start The records
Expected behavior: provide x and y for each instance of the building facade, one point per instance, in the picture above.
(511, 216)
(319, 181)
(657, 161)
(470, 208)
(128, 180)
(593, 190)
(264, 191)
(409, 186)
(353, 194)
end The records
▸ Do this: Print every line of the records above again, unchanged and in the same order.

▸ Full response:
Expected behavior: provide x and y for each instance of the building facade, one point per instance, in the picture above.
(511, 216)
(319, 181)
(657, 161)
(470, 208)
(128, 180)
(593, 190)
(264, 191)
(409, 186)
(353, 194)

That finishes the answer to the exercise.